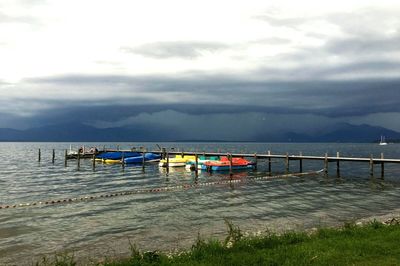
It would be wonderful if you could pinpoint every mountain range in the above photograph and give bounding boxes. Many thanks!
[0,122,399,142]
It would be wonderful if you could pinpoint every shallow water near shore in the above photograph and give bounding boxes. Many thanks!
[1,142,400,264]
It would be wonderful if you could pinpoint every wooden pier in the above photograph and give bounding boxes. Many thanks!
[40,147,400,178]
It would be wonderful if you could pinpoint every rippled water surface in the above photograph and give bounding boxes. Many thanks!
[1,142,400,264]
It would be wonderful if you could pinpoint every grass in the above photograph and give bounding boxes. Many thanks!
[36,219,400,266]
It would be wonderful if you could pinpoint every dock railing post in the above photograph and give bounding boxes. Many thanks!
[299,152,303,173]
[52,149,55,164]
[64,149,68,167]
[166,151,169,175]
[92,153,96,171]
[285,152,289,173]
[121,152,125,171]
[369,154,374,178]
[268,150,271,175]
[162,148,166,160]
[381,153,384,179]
[229,153,233,177]
[77,151,81,170]
[142,150,146,172]
[336,152,340,177]
[195,153,199,178]
[324,153,328,176]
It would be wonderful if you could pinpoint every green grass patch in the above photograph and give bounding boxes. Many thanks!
........
Problem to solve >>
Return the entries verbatim, pictures excluded.

Written reply >>
It would be wonderful if you could pinpoint every mountain range in the above photograph and give bounding boxes. Many thanks!
[0,122,399,142]
It would be wonderful if you could pinpoint every shallow water near shore in the above photograph and give bounding boxes. Many thanks!
[1,142,400,264]
It would be wonderful if you could pinpoint every wooden pier in the above photograph and give bounding boxes. Many thanks!
[40,147,400,178]
It would be wonderful if you could pinpoint every rippled water surface in the above photograph and give bounding boxes. Many thanks!
[1,142,400,264]
It would be wonderful if you could pinpoint every grass in the above photograph and give bounding boxes. Many thanks!
[36,219,400,266]
It would be wonderful if you could pinpoint every dock railing post in the above photograph and give bounding boxes. Many thanks!
[299,152,303,173]
[52,149,55,164]
[64,149,68,167]
[166,151,169,175]
[92,153,96,171]
[285,152,289,173]
[121,152,125,171]
[369,154,374,178]
[268,150,271,175]
[162,148,166,160]
[381,153,384,179]
[229,153,233,177]
[77,151,81,170]
[142,150,146,172]
[336,152,340,177]
[195,153,199,178]
[324,153,328,176]
It would be wonderful if you could pinpoint every green grass patch in the above photograph and give bounding boxes. Many thanks!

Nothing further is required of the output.